The ship was present in Darwin Harbour during the Japanese bombing of Darwin in February 1942. She was undamaged by the attack and assisted in rescue and recovery operations. On 5 March, Deloraine was attacked on several occasions by a Japanese flying boat, but was again undamaged.

In July 1942, the corvette returned to Sydney, and spent the next twenty months escorting supply convoys from Sydney to Newcastle, Brisbane, and New Guinea. In April 1943, Deloraine rescued 19 survivors from the torpedoed merchant ship Lydia M. Child. On 16 June 1943, Portmar and LST-469 were torpedoed and sunk by a Japanese submarine while travelling in Convoy GP55: the only two ships lost in the convoys Deloraine was attached to during her service history.

In May 1944, Deloraine was redeployed to New Guinea waters for escort, patrol, and troop transport duties. She carried out bombardments in support of several Allied landings in New Guinea. At the end of April 1945, the corvette sailed to Brisbane for refits: hostilities ended while she was in dock.

The corvette was awarded three battle honours for her wartime service: "Darwin 1942", "Pacific 1942–45", and "New Guinea 1943–44".

===Post-war===
After refitting, Deloraine was used to transport an occupation force from Morotai to Menado, then returned to Sydney and commenced clearing minefields off the New South Wales coast. For the first half of 1946, Deloraine was assigned to New Britain, again clearing minefields. She was paid off into reserve on 4 November 1945, but was recommissioned on 16 December, and recommenced minesweeping duties along the Australian coast.

==Decommissioning and fate==
Deloraine was paid off into reserve at Fremantle, Western Australia on 30 June 1948. She was sold for scrap to the Hong Kong Delta Shipping Company on 8 August 1956.

ENTRIES PROVIDED ->
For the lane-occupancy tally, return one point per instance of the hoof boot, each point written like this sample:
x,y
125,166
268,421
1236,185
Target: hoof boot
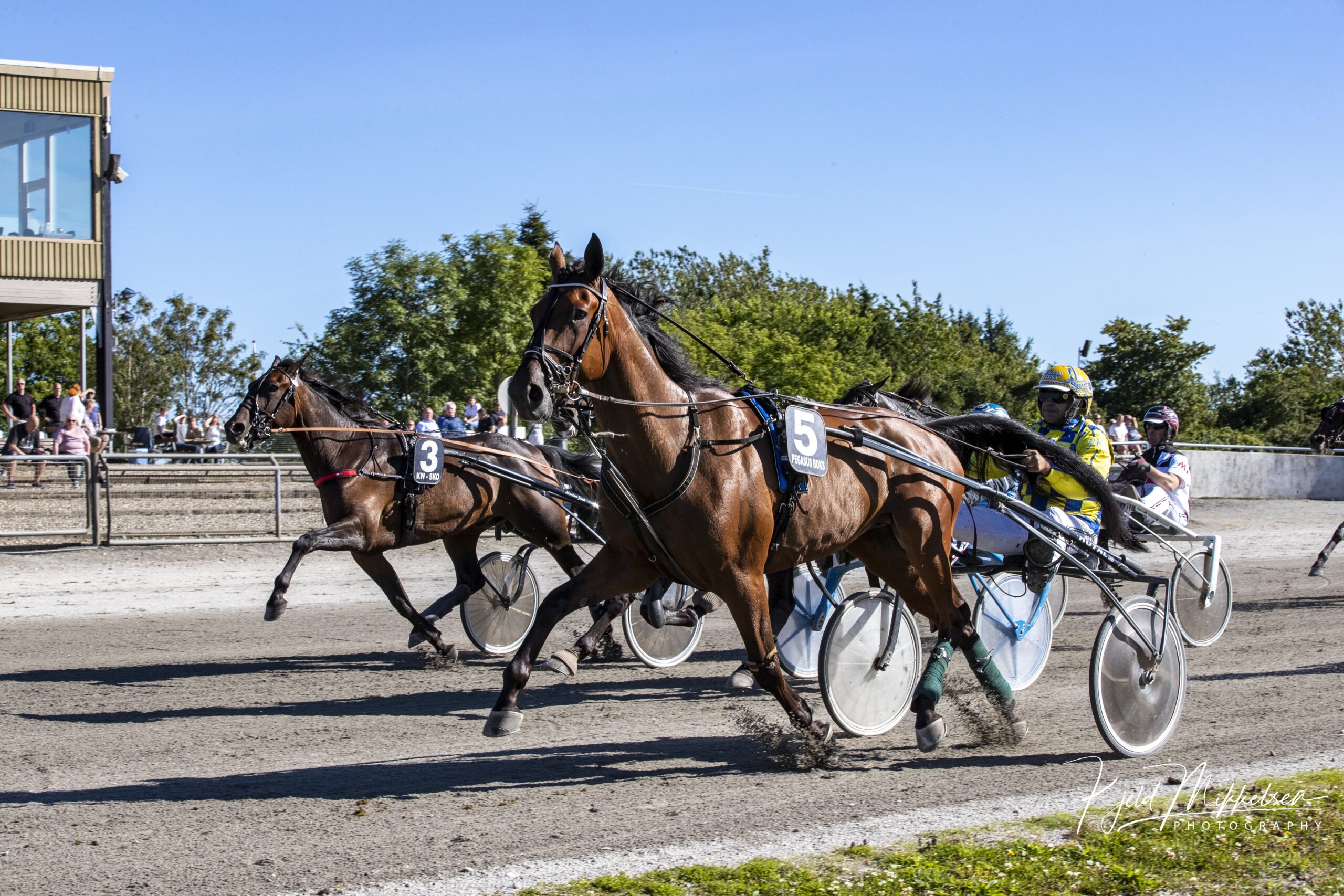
x,y
503,723
563,662
932,735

WHAT THIS EXERCISE ASKS ->
1) Reproduce the stretch of the Deloraine passage from "The ship was" through "was again undamaged." word for word.
2) According to the Deloraine passage, which company bought the ship for scrap?
The data has no connection to the Deloraine passage.

ANSWERS BELOW ->
1)
The ship was present in Darwin Harbour during the Japanese bombing of Darwin in February 1942. She was undamaged by the attack and assisted in rescue and recovery operations. On 5 March, Deloraine was attacked on several occasions by a Japanese flying boat, but was again undamaged.

2) The Hong Kong Delta Shipping Company.